#### Exercise objective
Could you give every line of the listing below as a Markdown table, with the row number under "No" and the line itself under "Line", leaving out any blank lines?

#### Source material
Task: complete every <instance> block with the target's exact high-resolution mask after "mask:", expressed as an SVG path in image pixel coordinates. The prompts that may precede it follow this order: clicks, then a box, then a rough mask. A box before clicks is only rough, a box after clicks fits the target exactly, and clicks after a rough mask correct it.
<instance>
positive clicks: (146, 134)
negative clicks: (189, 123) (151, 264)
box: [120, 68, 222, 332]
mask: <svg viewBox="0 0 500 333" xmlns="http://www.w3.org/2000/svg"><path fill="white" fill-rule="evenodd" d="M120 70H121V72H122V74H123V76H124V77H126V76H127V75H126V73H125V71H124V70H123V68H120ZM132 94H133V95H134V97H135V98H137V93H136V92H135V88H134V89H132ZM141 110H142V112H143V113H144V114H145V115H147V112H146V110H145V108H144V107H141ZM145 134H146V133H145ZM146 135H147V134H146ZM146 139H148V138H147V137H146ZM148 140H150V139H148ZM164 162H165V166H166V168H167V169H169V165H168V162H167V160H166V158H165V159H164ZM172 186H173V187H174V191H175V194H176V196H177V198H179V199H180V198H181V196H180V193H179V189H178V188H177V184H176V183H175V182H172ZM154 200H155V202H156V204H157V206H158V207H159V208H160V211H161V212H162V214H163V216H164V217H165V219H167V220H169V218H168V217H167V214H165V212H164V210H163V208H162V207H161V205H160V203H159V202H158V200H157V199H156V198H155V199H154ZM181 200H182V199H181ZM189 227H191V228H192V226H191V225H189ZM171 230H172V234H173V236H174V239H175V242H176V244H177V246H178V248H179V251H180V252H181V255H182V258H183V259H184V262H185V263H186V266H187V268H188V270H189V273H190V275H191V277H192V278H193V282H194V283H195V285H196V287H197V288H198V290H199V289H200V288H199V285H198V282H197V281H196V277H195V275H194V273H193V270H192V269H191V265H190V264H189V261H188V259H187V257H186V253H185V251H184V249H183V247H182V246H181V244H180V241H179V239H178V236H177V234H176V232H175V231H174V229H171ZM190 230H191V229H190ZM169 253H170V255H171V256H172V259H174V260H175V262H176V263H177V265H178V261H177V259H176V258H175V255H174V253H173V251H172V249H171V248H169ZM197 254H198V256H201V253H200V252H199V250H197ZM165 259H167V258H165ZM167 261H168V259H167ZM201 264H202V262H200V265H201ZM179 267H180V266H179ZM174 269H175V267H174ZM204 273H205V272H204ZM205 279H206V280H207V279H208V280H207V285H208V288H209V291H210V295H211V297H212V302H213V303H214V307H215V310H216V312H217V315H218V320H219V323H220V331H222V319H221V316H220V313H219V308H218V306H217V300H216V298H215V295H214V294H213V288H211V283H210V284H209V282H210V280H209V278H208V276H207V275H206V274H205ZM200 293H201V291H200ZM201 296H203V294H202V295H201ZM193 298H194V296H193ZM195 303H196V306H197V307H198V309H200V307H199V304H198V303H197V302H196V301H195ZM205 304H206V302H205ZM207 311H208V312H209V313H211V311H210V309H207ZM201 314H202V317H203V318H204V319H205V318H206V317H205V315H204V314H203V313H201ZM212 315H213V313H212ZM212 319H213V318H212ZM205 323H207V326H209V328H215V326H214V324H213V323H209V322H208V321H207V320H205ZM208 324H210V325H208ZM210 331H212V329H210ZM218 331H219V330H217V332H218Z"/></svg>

#### Result
| No | Line |
|---|---|
| 1 | Task: complete every <instance> block with the target's exact high-resolution mask after "mask:", expressed as an SVG path in image pixel coordinates. The prompts that may precede it follow this order: clicks, then a box, then a rough mask. A box before clicks is only rough, a box after clicks fits the target exactly, and clicks after a rough mask correct it. |
| 2 | <instance> |
| 3 | positive clicks: (146, 134) |
| 4 | negative clicks: (189, 123) (151, 264) |
| 5 | box: [120, 68, 222, 332] |
| 6 | mask: <svg viewBox="0 0 500 333" xmlns="http://www.w3.org/2000/svg"><path fill="white" fill-rule="evenodd" d="M120 70H121V72H122V74H123V76H124V77H126V76H127V75H126V73H125V71H124V70H123V68H120ZM132 94H133V95H134V97H135V98H137V93H136V92H135V88H134V89H132ZM141 110H142V112H143V113H144V114H145V115H147V112H146V110H145V108H144V107H141ZM145 134H146V133H145ZM146 135H147V134H146ZM146 139H148V138H147V137H146ZM148 140H150V139H148ZM164 162H165V166H166V168H167V169H169V165H168V162H167V160H166V158H165V159H164ZM172 186H173V187H174V191H175V194H176V196H177V198H179V199H180V198H181V196H180V193H179V189H178V188H177V184H176V183H175V182H172ZM154 200H155V202H156V204H157V206H158V207H159V208H160V211H161V212H162V214H163V216H164V217H165V219H167V220H169V218H168V217H167V214H165V212H164V210H163V208H162V207H161V205H160V203H159V202H158V200H157V199H156V198H155V199H154ZM181 200H182V199H181ZM189 227H191V228H192V226H191V225H189ZM171 230H172V234H173V236H174V239H175V242H176V244H177V246H178V248H179V251H180V252H181V255H182V258H183V259H184V262H185V263H186V266H187V268H188V270H189V273H190V275H191V277H192V278H193V282H194V283H195V285H196V287H197V288H198V290H199V289H200V288H199V285H198V282H197V281H196V277H195V275H194V273H193V270H192V269H191V265H190V264H189V261H188V259H187V257H186V253H185V251H184V249H183V247H182V246H181V244H180V241H179V239H178V236H177V234H176V232H175V231H174V229H171ZM190 230H191V229H190ZM169 253H170V255H171V256H172V259H174V260H175V262H176V263H177V265H178V261H177V259H176V258H175V255H174V253H173V251H172V249H171V248H169ZM197 254H198V256H201V253H200V252H199V250H197ZM165 259H167V258H165ZM167 261H168V259H167ZM201 264H202V262H200V265H201ZM179 267H180V266H179ZM174 269H175V267H174ZM204 273H205V272H204ZM205 279H206V280H207V279H208V280H207V285H208V288H209V291H210V295H211V297H212V302H213V303H214V307H215V310H216V312H217V315H218V320H219V323H220V331H222V319H221V316H220V313H219V308H218V306H217V300H216V298H215V295H214V294H213V288H211V283H210V284H209V282H210V280H209V278H208V276H207V275H206V274H205ZM200 293H201V291H200ZM201 296H203V294H202V295H201ZM193 298H194V296H193ZM195 303H196V306H197V307H198V309H200V307H199V304H198V303H197V302H196V301H195ZM205 304H206V302H205ZM207 311H208V312H209V313H211V311H210V309H207ZM201 314H202V317H203V318H204V319H205V318H206V317H205V315H204V314H203V313H201ZM212 315H213V313H212ZM212 319H213V318H212ZM205 323H207V326H209V328H215V326H214V324H213V323H209V322H208V321H207V320H205ZM208 324H210V325H208ZM210 331H212V329H210ZM218 331H219V330H217V332H218Z"/></svg> |